*Goal of the exercise:* Which lines run from the one containing "Note to the class: point to the headlight" through the end of the entries? Restate them word for word, and only those.

*Records from a collection:*
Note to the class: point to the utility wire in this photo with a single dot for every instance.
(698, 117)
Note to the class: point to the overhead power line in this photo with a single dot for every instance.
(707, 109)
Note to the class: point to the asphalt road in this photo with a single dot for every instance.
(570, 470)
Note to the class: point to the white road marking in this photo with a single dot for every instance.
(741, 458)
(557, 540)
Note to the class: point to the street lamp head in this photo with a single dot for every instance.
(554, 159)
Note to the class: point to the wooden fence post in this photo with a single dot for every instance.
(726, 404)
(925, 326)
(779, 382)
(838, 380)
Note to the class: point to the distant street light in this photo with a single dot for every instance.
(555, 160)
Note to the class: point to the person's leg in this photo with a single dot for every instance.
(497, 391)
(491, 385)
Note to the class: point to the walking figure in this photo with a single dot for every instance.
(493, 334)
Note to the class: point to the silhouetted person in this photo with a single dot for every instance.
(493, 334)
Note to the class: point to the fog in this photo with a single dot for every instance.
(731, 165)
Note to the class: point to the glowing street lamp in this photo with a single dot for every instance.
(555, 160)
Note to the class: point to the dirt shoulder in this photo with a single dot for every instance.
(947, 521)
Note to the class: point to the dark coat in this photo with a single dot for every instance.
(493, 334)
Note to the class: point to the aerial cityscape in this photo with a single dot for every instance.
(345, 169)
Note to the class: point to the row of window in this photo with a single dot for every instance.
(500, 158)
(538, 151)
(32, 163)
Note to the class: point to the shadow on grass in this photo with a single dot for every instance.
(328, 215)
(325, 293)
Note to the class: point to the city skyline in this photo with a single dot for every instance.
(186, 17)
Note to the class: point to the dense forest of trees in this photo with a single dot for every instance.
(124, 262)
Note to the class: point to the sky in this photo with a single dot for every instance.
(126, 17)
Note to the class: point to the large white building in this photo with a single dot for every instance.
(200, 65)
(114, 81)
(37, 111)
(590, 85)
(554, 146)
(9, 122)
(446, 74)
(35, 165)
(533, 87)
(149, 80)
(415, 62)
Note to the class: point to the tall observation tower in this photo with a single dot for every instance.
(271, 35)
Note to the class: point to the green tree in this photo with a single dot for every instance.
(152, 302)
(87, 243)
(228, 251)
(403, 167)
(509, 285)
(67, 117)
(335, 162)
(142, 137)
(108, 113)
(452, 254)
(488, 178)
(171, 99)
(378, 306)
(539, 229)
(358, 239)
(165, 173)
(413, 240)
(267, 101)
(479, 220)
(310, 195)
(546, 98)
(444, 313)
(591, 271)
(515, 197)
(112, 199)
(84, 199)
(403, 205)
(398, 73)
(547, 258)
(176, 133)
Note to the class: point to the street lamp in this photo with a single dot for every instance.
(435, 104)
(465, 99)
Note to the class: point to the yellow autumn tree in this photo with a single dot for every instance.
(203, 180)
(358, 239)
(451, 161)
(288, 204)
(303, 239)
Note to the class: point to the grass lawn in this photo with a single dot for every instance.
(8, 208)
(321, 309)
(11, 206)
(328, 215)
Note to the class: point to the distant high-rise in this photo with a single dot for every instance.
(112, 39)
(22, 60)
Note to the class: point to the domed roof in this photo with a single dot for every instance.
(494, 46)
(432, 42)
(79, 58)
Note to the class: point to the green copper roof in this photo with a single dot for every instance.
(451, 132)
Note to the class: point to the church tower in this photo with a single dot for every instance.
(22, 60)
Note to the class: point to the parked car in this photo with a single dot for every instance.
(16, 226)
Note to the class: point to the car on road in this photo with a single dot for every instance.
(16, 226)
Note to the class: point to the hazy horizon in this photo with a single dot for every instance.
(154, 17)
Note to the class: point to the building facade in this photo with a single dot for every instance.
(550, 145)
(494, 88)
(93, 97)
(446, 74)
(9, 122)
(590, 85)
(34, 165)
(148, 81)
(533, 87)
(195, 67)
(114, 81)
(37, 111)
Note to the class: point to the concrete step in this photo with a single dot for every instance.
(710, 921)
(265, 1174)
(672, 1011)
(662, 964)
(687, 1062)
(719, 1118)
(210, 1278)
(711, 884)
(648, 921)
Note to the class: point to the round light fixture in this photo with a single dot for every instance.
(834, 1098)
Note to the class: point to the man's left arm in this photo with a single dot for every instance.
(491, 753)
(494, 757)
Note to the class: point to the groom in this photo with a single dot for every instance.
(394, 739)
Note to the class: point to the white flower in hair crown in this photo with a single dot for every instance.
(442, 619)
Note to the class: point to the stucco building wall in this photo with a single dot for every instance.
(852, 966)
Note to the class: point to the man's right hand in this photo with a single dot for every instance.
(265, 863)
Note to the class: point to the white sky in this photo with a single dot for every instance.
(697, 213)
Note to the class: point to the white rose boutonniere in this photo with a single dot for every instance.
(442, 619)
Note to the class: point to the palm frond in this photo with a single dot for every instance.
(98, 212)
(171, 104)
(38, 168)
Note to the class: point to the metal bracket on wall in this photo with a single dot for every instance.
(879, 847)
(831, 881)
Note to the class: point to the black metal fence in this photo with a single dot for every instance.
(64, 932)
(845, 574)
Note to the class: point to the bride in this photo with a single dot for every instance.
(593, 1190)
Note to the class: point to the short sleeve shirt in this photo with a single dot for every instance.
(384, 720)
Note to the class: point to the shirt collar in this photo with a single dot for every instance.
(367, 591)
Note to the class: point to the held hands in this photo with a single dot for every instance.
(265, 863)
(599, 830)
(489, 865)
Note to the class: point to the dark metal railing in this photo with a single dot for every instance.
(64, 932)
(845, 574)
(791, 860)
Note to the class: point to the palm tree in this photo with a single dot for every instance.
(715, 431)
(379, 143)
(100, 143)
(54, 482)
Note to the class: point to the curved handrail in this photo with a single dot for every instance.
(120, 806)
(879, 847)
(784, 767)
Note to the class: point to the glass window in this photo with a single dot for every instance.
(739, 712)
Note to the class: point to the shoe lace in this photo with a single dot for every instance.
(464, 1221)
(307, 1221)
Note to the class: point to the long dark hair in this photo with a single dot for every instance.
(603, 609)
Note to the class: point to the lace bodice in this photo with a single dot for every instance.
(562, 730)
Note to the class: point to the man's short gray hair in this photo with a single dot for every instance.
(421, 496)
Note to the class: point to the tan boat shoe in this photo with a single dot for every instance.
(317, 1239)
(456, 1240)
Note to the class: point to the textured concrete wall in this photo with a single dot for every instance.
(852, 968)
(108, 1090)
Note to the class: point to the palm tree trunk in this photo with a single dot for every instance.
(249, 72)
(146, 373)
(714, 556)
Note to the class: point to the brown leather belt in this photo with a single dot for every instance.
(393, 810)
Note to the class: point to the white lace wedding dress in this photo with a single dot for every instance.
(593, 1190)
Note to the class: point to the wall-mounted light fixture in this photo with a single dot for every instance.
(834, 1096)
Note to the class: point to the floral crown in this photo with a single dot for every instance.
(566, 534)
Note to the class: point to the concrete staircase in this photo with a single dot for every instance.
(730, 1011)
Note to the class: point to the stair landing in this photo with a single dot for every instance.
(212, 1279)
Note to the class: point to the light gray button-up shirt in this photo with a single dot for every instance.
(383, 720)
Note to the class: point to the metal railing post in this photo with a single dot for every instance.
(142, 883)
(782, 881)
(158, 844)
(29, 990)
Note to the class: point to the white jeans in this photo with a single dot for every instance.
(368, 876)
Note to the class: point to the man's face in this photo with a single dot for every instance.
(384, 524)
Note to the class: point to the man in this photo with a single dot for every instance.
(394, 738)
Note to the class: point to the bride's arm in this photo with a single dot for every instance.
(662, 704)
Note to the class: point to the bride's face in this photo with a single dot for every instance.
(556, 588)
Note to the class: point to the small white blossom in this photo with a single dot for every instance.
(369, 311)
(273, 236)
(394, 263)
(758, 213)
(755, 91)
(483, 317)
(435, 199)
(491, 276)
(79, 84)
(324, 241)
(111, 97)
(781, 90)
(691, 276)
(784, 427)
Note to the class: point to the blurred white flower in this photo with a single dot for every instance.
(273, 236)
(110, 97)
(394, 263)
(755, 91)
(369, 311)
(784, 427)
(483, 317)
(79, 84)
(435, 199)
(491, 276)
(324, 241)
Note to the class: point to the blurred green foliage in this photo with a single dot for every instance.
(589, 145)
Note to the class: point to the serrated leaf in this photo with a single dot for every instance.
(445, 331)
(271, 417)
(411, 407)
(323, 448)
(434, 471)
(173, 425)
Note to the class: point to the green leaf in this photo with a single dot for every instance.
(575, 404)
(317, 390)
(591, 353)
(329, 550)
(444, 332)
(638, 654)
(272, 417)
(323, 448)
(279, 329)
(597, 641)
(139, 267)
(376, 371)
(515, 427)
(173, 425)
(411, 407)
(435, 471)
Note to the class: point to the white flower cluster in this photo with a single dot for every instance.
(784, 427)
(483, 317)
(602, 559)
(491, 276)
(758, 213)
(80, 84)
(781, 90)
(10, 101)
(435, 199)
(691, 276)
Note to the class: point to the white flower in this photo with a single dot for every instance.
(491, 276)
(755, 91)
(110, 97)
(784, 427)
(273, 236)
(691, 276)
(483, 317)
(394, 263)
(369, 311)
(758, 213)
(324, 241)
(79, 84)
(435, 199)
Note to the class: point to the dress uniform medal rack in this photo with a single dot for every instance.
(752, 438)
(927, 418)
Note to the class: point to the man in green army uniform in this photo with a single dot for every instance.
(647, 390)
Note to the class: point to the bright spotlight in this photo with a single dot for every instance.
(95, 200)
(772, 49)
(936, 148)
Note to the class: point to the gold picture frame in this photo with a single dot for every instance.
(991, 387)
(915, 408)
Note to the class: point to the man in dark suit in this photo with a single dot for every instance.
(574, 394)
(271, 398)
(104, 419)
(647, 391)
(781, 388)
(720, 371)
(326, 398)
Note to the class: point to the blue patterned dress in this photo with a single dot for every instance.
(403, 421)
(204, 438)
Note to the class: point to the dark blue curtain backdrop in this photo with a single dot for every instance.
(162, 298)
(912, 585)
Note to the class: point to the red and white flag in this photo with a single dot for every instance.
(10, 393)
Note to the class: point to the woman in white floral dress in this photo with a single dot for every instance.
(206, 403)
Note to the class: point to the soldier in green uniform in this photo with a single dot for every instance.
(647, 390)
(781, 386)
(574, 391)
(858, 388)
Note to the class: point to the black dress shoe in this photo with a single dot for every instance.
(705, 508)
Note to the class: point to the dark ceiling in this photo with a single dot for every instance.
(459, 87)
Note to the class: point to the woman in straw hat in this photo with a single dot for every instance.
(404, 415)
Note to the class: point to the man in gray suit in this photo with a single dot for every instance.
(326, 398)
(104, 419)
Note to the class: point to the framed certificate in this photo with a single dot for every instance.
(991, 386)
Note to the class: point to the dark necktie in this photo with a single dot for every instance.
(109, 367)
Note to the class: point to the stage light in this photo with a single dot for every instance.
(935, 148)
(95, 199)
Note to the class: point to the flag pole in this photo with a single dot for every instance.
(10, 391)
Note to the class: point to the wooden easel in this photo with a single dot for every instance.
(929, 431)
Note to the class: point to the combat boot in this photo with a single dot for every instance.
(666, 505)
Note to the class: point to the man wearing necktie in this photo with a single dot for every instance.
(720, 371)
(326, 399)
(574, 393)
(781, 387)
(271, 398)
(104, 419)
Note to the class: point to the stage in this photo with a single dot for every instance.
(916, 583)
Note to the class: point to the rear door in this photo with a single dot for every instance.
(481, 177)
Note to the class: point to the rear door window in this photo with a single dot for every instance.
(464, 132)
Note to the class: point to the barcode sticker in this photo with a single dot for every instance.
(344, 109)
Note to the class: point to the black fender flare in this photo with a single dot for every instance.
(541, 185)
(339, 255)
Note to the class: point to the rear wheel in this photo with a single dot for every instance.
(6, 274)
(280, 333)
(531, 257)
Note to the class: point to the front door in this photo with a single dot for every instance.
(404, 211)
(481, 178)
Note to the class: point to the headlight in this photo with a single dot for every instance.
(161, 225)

*The answer:*
Note to the class: point to the headlight in this photo with a single dot for every instance.
(161, 225)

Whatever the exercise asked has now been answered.